Task goal => Change every instance of "innermost point" to "central point" throughout the material below, and reproduce the material with all else unchanged. Omit the pictures from your reply.
### Provided records ###
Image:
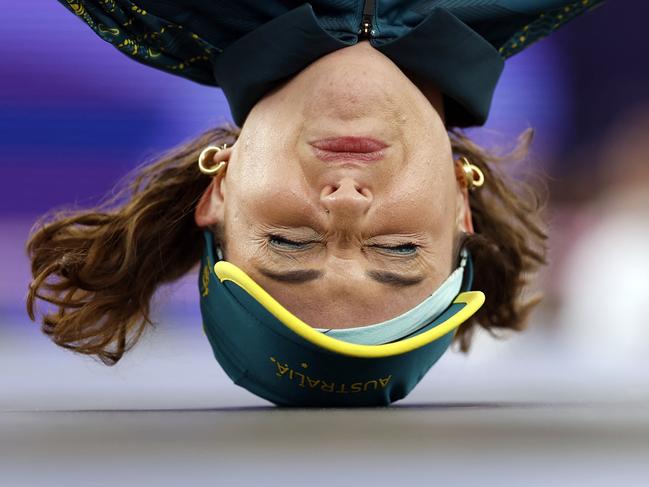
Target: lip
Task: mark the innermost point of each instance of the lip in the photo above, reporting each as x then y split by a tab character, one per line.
348	148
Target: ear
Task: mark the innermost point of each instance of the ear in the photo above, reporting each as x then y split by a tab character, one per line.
210	209
464	221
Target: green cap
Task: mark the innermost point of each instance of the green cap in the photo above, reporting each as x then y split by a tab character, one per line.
247	47
273	354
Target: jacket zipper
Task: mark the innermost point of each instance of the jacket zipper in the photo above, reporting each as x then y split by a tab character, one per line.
366	30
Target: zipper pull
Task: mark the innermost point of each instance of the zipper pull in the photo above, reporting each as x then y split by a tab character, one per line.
367	29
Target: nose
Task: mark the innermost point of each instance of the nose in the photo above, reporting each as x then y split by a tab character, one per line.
346	200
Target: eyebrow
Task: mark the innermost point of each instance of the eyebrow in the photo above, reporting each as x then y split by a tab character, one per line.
306	275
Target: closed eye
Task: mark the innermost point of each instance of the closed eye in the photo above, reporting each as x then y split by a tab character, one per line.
401	249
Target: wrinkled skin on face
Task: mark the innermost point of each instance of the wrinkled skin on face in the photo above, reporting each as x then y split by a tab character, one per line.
342	241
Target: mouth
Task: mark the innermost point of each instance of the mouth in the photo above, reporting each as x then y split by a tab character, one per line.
365	149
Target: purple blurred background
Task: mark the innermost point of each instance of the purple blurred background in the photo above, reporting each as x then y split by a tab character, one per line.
66	93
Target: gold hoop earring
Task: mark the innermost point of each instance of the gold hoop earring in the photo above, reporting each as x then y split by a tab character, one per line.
209	152
473	175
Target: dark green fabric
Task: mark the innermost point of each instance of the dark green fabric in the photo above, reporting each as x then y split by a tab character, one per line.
247	47
265	357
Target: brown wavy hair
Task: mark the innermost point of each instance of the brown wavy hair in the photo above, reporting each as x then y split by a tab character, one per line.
99	268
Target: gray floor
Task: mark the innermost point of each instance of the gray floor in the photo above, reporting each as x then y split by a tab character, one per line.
519	412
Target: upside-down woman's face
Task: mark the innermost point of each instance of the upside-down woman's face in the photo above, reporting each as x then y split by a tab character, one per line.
342	235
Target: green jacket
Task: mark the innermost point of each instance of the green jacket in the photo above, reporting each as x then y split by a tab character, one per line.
247	47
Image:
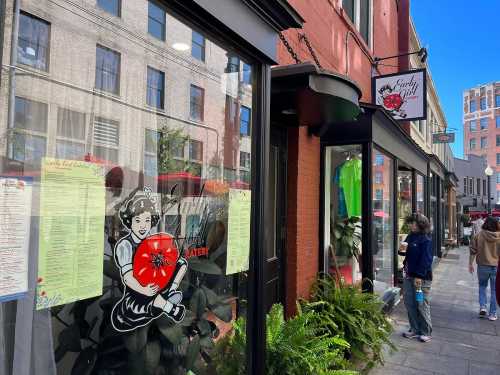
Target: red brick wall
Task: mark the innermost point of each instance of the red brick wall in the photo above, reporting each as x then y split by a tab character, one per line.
303	215
329	31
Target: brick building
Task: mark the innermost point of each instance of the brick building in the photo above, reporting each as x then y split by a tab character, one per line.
481	121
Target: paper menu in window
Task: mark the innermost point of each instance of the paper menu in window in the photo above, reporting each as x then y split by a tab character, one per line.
238	237
71	246
15	217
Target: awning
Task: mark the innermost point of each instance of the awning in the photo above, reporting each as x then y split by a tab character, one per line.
304	95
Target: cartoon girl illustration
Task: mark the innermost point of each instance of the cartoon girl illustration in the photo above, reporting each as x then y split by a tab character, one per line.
392	102
143	302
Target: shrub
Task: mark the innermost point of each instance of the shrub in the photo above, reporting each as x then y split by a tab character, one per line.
344	310
294	347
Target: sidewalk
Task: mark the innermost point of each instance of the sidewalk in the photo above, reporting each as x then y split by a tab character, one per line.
462	343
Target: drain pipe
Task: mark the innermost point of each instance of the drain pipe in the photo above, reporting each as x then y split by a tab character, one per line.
13	63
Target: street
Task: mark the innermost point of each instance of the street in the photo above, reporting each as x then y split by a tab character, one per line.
462	343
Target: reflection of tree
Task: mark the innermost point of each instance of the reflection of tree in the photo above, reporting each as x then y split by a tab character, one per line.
170	149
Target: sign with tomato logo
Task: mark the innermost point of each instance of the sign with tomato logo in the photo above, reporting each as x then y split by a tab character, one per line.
155	260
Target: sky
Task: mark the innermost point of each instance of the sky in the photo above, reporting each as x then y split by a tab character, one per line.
463	41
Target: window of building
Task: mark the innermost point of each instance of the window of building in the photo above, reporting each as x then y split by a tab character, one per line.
483	123
198	46
155	96
156	20
196	103
106	139
247	74
195	150
245	117
71	134
473	125
472	143
360	13
33	42
245	160
472	105
151	139
482	103
111	6
107	70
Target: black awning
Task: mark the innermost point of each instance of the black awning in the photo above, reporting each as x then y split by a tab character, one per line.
303	95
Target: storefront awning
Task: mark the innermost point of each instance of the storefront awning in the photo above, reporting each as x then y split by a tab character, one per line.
303	95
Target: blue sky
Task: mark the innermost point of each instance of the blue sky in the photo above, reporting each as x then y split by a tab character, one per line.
463	41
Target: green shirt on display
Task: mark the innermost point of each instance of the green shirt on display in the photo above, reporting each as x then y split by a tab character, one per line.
350	182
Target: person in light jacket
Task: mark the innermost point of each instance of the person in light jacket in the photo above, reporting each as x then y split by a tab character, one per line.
417	268
484	250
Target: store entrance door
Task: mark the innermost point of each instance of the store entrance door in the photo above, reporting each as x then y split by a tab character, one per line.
275	251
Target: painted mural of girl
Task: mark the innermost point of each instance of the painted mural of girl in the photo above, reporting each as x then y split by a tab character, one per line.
142	303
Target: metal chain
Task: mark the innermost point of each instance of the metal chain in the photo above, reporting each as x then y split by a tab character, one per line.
290	49
311	50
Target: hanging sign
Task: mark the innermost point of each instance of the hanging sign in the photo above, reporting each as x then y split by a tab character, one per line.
403	95
443	138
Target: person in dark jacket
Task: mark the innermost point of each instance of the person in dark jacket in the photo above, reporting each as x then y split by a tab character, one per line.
417	268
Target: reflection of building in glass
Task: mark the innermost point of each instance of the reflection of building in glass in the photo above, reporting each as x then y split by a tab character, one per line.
95	89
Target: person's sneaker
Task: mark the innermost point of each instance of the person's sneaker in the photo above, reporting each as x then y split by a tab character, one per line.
410	335
424	338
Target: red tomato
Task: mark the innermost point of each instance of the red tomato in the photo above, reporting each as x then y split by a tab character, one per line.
155	260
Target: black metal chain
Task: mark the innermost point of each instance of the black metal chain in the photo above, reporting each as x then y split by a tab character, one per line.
311	50
290	49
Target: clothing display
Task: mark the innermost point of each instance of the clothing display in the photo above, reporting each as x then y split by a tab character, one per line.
348	178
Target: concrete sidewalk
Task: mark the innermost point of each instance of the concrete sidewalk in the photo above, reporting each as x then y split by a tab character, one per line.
462	343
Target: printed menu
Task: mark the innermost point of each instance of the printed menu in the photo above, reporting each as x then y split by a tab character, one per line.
71	246
15	217
238	238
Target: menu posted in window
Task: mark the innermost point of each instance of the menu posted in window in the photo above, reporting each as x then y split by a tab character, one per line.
71	245
15	217
238	237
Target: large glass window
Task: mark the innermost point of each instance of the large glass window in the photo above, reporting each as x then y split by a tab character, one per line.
156	20
133	221
33	42
107	70
343	229
111	6
383	227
###
The response =>
Image:
Target: lip
Task: mark the central point of each instance of the lip in the photo above, reporting each as x then y split by a tab character, one per line.
348	148
Target: ear
Task: mark the central point of each instance of the ear in the photo above, reporting each as x then y split by a tab character, one per line.
210	209
464	221
Target: green cap
Task: mark the central point of each instance of the green cap in the photo above, reporting each as x then y split by a tab character, one per line.
247	47
273	354
Target: jacket zipper
Task: mark the central point of each instance of the jacket zipper in the photo above, reporting each as x then y split by a tab character, one per line.
366	30
Target: zipper pull
Task: mark the central point of each instance of the zipper pull in the photo above, reporting each as x then y split by a tab character, one per line.
367	29
Target: nose
Task: mark the central point of each instance of the nose in the photo above, reporting each as x then y split by a tab character, one per line.
346	200
Target: eyebrow
Task: mark the central point of each instance of the eyebrow in the photo above, reporting each as x then y split by a tab character, one per line.
306	275
Target: closed eye
Task: mark the central point of each instance of the closed eye in the photo above, reporting each as x then y split by a tab character, one per line.
401	249
Target: wrinkled skin on face
Task: mark the central point of each instance of the wrinkled skin on face in the photo above, reporting each as x then y split by a tab character, one per line.
342	241
Target: mouth
Task: mark the central point of each instance of the mouth in the photo above, reporting each as x then y split by a tab character, one per line.
365	149
Target: purple blurred background
Task: mark the central point of each instance of the purple blurred background in the photo above, reporting each as x then y split by a tab character, one per line.
66	93
Target: gold hoop earring
Task: mark the central point of each instance of the gold hoop earring in the photo above, reporting each as x then y split by a tab character, one per line.
209	152
473	175
Target: dark green fabric
Task: mark the central point of each instance of the dark green fabric in the photo above, reporting each as x then y split by a tab character, one per line.
247	47
265	357
Target: brown wavy hair
Task: mark the central point of each instance of the brown wavy hair in the photo above, reporting each as x then y split by a tab character, one per line.
99	268
Target: gray floor
Task: mark the central point of each instance of the gray floor in the photo above, reporting each as x then y split by a tab character, one per line.
519	412
Target: upside-down woman's face
Task: mark the central point of each instance of the upside-down woman's face in the photo above, reporting each as x then y split by a tab character, one per line.
342	235
Target: green jacket
Task: mark the central point of each instance of the green jacket in the photo above, reporting each as x then y split by a tab character, one per line.
247	47
Image:
Target: red brick wall
Task: mark the central point of each instance of the red brick wall in the photo above, reporting each as x then y split by a tab character, one per line.
303	215
329	31
Target: brick building
Task: mark the central point of each instance of the brick building in the photo above, reporting each as x then y split by a tab character, one per line.
481	121
Target: paper menu in window
Task: mark the central point of each instance of the paper menu in window in the photo above, reporting each as x then y split by a tab character, one per line.
238	237
71	246
15	217
Target: awning
Task: mark the central point of each instance of the awning in the photo above, reporting each as x then y split by a tab character, one per line.
304	95
Target: cartoon girl illustration
Task: mark the central point of each instance of the cartoon girl illustration in the photo above, reporting each as x then y split by a tab character, one per line.
392	102
143	302
Target: shrub
Task: mark the central point of each instance of the shrub in the photo above, reporting each as x then y split by a tab character, one per line.
344	310
294	347
Target: sidewalk
Task: mark the central point of each instance of the sidewalk in the photo above, reporting each as x then y split by a tab character, one per line.
462	343
Target: drain pipe
Task: mark the central point of each instance of the drain pipe in the photo above, reporting each as x then y split by a tab character, one per line.
13	63
Target: street
Task: mark the central point of each instance of the street in the photo above, reporting each as x then y split by a tab character, one per line.
462	343
Target: reflection of tree
Task: mark the central point of each instance of the reflection of tree in the photo above, reporting each as x then y split by a tab character, one per line.
170	149
Target: sign with tomato logo
Task: mark the central point of each instance of the sign with tomato logo in the photo above, reporting each as x then y split by a tab character, one per line.
155	260
Target: sky
Task: mark the central point of each instance of the sky in the photo above, reporting each as x then y split by a tab character, one per line.
463	41
Target: window of building
Task: mark the central point of each instance of the window of building in the photo above, reporting each as x then y split by a tab character, one per line.
483	123
198	46
155	96
156	20
196	103
106	139
247	74
195	150
245	117
71	134
473	125
472	143
360	13
33	42
245	160
472	105
151	139
482	103
111	6
107	70
Target: black awning
Task: mark the central point of each instance of the black awning in the photo above, reporting each as x then y split by a tab character, one per line.
303	95
Target: storefront awning
Task: mark the central point of each instance of the storefront awning in the photo above, reporting each as x then y split by a tab character, one per line.
303	95
Target: blue sky
Task: mark the central point of each instance of the blue sky in the photo above, reporting each as x then y split by a tab character, one per line.
463	41
Target: green shirt on display
Task: mark the central point of each instance of the green shirt on display in the photo above, reporting each as x then y split by a tab character, one per line.
350	182
Target: person in light jacket
Task: mark the central point of each instance of the person in light jacket in the photo above, reporting each as x then y split by a tab character, one per line.
417	268
484	250
Target: store entrance door
Task: mark the central point of each instance of the store entrance door in the photo above, reporting each as x then y split by a tab character, one per line.
275	251
Target: painted mural of girl
Task: mark the central point of each instance of the painted mural of girl in the photo above, reporting each as x then y split by a tab character, one per line.
142	303
Target: metal chain
Task: mark the central point of each instance of the metal chain in the photo above, reporting each as x then y split by a tab character, one per line.
290	49
311	50
Target: hanging sign
Task: mark the central point of each instance of the hanging sign in the photo above, reporting each as x then y split by a tab character, one per line.
403	95
443	138
Target: person in dark jacket
Task: mark the central point of each instance of the person in dark jacket in the photo above, reporting each as x then y split by a tab character, one per line.
417	268
Target: reflection of building in glass
Task: mark the central point of each instance of the reflection of building in glass in the photo above, reporting each as x then y split by a tab character, one per line.
95	89
Target: person's sneaker
Task: mark the central point of each instance of the person's sneaker in the photo above, reporting each as x then y split by a tab character, one per line.
410	335
424	338
Target: red tomato
Task: mark the central point of each instance of the red tomato in the photo above, reporting each as x then y split by a tab character, one per line.
155	260
Target: black metal chain
Task: mark the central point of each instance of the black metal chain in the photo above, reporting each as x then y split by a tab character, one per line.
311	50
290	49
Target: clothing display
Task: mark the central point of each instance of the clothing display in the photo above, reporting each as x then y split by a tab character, one per line.
348	178
Target: concrete sidewalk
Task: mark the central point of each instance of the concrete sidewalk in the photo above, reporting each as x then y split by a tab character, one per line.
462	343
Target: printed menu
Task: mark the central point of each instance of the printed menu in the photo above, reporting each as x then y split by a tab character, one per line.
71	246
15	217
238	238
Target: menu posted in window
Task: mark the central point of each instance of the menu posted in window in the photo above, reporting each as x then y split by a tab character, one per line.
71	245
15	217
238	237
Target: large glass window
Task: mark the central point of each instance of the large glass window in the photo above, reporting each as x then y split by a tab character, one per line.
156	20
133	221
33	42
107	70
343	229
111	6
383	227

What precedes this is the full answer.